* BEGIN *

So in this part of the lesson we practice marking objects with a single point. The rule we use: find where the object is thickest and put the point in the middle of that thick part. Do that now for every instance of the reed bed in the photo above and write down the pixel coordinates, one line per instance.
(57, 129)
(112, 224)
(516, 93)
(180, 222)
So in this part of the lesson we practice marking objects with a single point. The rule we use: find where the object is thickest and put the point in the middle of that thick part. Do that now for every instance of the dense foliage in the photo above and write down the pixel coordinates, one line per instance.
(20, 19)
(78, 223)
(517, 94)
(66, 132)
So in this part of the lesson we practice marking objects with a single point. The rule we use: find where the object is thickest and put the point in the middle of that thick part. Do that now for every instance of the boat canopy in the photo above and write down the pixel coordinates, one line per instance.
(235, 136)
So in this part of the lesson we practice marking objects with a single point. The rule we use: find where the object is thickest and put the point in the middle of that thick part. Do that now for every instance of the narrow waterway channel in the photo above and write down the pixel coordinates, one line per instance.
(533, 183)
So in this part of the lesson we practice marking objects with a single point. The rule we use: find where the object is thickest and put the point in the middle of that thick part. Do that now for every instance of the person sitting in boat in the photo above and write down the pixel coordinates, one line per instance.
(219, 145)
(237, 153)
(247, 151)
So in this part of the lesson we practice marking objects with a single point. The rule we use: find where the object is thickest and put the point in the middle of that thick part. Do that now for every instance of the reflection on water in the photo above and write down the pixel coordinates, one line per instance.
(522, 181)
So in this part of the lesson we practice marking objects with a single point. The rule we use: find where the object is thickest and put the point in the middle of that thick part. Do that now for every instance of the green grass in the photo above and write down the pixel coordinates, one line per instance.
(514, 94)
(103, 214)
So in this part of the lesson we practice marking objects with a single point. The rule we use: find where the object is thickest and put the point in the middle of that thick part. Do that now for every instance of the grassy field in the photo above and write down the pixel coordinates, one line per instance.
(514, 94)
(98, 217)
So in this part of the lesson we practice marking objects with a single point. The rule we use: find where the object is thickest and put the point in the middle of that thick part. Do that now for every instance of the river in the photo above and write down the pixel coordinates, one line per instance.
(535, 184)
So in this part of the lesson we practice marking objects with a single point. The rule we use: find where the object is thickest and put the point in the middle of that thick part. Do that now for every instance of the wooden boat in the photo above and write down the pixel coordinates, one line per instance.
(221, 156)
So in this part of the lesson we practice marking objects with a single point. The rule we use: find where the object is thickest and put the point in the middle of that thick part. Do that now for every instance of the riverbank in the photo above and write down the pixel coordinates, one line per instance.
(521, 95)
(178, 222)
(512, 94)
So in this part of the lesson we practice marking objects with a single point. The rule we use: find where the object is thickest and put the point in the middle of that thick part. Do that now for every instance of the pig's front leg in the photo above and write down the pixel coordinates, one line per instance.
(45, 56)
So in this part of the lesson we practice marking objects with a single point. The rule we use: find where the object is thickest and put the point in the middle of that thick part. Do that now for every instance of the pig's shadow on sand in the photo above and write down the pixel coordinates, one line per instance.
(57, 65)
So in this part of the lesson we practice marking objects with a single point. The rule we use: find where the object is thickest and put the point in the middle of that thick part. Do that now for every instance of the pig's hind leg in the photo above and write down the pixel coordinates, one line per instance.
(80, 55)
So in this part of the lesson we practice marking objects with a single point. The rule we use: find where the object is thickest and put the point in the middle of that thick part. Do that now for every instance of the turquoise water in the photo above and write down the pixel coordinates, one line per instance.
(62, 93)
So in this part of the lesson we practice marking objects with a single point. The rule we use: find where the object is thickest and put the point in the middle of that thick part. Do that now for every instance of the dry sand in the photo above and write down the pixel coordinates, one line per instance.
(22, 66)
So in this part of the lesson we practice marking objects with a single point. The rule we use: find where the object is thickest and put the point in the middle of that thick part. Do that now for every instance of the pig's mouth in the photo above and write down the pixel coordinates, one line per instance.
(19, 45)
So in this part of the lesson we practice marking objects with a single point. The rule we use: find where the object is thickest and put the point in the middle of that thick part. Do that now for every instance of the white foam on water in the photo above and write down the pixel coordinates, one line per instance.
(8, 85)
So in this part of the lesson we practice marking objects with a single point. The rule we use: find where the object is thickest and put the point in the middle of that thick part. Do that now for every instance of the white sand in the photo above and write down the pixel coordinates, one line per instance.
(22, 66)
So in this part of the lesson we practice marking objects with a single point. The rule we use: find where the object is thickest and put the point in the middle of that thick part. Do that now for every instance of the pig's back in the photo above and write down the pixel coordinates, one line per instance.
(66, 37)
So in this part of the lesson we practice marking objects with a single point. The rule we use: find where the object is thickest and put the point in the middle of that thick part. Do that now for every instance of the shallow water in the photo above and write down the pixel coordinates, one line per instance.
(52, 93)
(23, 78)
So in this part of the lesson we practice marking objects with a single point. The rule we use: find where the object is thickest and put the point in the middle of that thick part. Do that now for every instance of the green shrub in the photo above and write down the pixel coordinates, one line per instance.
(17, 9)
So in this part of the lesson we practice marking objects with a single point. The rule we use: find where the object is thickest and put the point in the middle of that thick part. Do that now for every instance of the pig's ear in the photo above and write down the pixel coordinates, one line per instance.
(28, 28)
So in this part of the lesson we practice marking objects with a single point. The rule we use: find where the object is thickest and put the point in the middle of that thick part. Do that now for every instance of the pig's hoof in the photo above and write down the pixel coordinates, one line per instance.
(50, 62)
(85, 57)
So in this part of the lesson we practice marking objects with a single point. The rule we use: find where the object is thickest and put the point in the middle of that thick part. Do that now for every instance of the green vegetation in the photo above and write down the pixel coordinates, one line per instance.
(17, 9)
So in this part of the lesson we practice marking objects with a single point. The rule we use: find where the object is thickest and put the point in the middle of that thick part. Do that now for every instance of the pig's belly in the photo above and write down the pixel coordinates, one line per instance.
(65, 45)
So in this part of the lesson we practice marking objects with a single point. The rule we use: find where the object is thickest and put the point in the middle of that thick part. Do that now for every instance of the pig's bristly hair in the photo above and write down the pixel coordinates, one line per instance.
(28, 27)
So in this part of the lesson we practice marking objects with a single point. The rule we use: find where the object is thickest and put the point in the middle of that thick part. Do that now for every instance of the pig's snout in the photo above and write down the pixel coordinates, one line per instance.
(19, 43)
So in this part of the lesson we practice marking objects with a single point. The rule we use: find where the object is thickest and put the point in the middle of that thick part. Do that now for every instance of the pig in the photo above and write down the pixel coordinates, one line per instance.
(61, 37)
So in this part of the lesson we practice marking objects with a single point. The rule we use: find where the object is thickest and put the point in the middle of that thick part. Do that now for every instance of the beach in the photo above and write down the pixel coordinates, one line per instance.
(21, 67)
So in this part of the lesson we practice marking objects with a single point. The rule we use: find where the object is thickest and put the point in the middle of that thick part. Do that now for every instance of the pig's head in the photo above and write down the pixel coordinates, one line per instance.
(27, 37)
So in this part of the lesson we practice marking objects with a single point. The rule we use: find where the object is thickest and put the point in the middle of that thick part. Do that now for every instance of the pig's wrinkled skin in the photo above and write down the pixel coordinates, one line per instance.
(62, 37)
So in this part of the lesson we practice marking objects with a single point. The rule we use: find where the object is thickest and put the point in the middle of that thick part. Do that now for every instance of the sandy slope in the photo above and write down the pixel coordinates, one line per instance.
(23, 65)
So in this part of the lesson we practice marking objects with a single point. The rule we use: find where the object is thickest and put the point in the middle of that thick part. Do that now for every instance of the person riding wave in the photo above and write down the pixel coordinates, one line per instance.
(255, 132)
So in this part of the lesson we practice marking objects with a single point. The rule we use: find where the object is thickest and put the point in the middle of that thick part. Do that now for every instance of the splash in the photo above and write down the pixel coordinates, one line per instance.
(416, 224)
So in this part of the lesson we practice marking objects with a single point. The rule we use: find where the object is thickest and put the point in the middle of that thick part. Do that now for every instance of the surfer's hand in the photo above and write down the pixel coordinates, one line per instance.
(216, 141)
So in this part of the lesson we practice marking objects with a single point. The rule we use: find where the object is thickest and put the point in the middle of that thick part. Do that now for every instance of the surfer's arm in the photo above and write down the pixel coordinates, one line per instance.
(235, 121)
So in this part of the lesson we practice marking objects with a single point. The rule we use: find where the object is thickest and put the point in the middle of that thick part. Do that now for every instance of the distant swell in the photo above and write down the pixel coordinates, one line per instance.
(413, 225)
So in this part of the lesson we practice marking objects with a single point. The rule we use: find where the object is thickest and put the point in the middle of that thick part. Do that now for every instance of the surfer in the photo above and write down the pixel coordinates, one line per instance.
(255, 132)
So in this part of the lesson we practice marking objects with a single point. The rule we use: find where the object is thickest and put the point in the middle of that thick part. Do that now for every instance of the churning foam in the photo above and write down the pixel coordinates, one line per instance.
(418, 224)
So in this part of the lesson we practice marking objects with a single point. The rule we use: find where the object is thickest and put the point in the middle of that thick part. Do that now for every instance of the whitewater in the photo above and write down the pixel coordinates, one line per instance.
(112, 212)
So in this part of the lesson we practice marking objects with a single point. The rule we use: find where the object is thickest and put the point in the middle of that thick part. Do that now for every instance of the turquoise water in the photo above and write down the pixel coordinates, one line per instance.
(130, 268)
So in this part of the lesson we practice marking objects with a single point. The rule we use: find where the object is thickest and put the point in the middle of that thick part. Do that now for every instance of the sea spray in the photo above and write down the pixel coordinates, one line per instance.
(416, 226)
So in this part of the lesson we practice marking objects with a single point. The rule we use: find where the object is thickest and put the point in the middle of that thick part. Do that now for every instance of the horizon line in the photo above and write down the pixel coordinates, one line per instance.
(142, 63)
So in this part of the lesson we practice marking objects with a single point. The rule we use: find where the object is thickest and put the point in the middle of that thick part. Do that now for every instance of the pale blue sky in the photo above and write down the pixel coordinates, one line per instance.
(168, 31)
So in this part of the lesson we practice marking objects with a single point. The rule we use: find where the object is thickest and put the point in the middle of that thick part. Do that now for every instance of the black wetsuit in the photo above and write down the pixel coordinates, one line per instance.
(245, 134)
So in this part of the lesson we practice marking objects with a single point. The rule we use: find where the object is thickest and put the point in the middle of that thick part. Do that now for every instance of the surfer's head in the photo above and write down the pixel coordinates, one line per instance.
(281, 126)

* END *

Starting from the line containing "of the pale", repeat each line through the end of the entries, exactly.

EXERCISE SOLUTION:
So in this part of the lesson we practice marking objects with a single point. The rule we use: find where the object is thickest and put the point in the middle of that thick part. Do that now for every instance of the pale blue sky in the photo above and write down the pixel coordinates, one line per instance.
(168, 31)
So in this part of the lesson we practice marking objects with a single point. The rule we use: find where the object is thickest and put the point in the middle of that thick part. Do that now for every instance of the black wetsuit in the photo above and write down the pixel coordinates, one line per instance.
(245, 134)
So in this part of the lesson we practice marking objects with a single point. The rule we use: find where the object is thickest and put the point in the middle of that thick part. Do that now for every instance of the surfer's head in the photo above and write down the pixel coordinates, one line per instance.
(281, 126)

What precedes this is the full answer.